WHAT TO PRODUCE: Return every line below in which "pole" appears.

Referring expression data
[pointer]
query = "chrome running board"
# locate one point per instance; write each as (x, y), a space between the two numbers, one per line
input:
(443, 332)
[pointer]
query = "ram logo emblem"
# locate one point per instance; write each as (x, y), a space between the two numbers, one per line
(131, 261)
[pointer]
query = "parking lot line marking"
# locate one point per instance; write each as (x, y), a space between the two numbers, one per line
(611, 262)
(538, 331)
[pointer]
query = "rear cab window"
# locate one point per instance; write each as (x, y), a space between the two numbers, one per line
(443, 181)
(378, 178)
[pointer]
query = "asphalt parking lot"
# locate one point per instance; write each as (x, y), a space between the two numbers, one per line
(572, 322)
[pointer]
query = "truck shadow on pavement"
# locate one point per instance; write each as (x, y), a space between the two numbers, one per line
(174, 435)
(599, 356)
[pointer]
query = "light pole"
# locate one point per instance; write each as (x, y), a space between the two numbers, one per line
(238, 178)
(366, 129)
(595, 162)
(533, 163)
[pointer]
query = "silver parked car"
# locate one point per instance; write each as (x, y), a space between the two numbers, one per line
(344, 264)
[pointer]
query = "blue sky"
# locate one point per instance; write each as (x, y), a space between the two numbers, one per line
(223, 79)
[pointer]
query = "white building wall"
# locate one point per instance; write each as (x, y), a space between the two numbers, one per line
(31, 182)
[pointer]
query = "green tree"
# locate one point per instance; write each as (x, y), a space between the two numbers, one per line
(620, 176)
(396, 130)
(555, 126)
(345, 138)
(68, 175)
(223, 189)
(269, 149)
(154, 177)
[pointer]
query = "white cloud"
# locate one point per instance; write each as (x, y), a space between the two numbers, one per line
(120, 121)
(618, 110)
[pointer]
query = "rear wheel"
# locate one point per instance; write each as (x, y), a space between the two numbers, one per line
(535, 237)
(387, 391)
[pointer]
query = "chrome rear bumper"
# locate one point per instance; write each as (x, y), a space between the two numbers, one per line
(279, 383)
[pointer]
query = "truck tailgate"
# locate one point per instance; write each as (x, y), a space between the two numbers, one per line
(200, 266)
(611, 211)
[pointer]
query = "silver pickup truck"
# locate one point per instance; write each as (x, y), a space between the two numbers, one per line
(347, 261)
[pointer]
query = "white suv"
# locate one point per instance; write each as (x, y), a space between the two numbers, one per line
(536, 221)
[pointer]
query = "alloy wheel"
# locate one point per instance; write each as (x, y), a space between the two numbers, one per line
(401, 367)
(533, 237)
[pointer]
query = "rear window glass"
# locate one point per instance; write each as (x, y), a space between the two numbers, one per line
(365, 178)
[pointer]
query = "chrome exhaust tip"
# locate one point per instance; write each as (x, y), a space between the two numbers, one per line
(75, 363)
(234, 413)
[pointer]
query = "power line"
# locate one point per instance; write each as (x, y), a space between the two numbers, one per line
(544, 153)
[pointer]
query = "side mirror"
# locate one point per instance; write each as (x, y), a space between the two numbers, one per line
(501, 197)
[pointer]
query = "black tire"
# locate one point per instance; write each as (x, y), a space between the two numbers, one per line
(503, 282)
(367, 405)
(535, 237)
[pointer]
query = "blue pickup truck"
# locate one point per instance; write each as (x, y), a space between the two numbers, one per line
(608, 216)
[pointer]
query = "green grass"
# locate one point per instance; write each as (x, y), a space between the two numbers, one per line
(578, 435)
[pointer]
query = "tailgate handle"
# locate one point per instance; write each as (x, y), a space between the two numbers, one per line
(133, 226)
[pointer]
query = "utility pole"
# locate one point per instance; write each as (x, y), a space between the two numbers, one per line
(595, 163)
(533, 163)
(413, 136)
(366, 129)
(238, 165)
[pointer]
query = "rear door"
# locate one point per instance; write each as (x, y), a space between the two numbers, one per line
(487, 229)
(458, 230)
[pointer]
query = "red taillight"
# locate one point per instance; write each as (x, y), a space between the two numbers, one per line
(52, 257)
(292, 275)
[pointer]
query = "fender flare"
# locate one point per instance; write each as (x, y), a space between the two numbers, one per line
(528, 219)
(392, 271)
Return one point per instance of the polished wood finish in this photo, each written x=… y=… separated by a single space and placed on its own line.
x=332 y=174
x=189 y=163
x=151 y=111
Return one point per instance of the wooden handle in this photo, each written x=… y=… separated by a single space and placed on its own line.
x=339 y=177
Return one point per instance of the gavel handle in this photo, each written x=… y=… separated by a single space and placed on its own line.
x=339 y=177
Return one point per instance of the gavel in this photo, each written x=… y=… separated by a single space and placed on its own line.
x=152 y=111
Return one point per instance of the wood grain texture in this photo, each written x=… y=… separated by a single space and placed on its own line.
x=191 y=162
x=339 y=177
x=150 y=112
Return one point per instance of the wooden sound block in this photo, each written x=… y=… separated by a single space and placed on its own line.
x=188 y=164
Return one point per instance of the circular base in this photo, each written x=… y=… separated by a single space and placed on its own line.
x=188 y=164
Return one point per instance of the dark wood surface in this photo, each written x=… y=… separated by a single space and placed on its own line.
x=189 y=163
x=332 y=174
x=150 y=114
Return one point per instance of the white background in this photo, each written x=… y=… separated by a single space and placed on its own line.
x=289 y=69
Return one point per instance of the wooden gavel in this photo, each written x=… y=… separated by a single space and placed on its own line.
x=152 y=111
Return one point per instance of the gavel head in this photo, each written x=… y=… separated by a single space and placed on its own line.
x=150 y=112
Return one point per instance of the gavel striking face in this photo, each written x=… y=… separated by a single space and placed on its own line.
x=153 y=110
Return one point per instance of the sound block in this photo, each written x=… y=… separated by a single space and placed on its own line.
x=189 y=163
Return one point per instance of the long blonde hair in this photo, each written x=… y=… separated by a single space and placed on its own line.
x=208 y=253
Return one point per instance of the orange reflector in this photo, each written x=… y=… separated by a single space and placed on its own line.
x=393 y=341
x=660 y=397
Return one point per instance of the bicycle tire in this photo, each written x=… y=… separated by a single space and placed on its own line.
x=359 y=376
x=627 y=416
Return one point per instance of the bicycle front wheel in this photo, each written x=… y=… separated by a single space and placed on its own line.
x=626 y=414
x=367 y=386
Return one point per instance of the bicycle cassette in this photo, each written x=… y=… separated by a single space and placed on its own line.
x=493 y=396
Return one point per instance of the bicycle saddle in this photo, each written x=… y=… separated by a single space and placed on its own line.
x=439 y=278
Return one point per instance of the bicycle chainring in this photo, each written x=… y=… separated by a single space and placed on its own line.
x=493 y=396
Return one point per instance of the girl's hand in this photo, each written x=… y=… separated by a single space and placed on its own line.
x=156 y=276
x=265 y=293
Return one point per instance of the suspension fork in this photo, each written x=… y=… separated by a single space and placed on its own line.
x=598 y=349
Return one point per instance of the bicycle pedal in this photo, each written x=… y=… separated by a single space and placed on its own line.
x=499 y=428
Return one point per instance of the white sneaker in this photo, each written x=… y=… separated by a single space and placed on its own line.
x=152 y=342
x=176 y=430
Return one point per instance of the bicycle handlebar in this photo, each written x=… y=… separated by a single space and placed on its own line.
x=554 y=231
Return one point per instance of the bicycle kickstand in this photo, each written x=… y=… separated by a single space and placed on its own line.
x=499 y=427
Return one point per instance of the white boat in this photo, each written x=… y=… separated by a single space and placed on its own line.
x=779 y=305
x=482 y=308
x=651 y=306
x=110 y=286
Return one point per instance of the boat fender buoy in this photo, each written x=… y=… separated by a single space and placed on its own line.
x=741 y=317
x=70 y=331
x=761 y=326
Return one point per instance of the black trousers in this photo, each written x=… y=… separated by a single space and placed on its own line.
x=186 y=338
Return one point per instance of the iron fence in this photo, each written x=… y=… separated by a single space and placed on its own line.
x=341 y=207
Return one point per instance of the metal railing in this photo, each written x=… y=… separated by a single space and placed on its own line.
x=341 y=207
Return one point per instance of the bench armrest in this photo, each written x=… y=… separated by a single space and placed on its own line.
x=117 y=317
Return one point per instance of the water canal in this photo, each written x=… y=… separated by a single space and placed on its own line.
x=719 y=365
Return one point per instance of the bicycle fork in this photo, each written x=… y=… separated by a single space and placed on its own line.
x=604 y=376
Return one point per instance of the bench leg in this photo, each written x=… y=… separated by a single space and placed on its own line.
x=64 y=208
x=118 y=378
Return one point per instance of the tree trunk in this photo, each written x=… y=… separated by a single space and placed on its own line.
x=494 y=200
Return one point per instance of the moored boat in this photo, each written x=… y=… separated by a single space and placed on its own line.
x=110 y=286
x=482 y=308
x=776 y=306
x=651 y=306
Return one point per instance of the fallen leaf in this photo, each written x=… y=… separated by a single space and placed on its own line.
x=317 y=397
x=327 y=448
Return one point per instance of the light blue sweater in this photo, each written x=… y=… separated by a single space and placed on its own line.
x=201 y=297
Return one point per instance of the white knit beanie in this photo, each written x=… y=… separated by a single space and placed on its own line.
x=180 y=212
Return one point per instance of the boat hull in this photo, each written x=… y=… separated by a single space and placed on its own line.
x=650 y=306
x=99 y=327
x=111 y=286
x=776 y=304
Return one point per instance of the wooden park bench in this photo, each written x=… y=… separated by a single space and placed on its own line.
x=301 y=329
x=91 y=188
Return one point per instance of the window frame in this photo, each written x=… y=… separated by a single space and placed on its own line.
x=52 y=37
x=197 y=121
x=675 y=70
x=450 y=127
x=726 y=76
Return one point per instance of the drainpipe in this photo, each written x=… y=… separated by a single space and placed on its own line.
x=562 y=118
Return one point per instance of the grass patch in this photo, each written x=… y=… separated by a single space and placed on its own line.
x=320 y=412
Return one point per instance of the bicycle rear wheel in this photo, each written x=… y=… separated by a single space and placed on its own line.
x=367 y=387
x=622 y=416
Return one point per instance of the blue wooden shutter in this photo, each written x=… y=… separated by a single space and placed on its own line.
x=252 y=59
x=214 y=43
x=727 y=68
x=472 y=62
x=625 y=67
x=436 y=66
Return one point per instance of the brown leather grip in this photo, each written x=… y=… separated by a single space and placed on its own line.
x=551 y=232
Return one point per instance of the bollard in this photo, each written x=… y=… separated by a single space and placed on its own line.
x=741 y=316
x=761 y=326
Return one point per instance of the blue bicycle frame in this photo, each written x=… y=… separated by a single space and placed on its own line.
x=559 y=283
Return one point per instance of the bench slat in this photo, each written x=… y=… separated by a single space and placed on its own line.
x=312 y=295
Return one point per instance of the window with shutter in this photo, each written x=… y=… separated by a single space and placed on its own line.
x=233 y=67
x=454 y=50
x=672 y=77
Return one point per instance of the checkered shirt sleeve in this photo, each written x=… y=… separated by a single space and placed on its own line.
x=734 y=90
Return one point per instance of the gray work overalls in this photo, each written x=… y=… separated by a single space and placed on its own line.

ANSWER BOX:
query = "light pole"
query = "utility pole"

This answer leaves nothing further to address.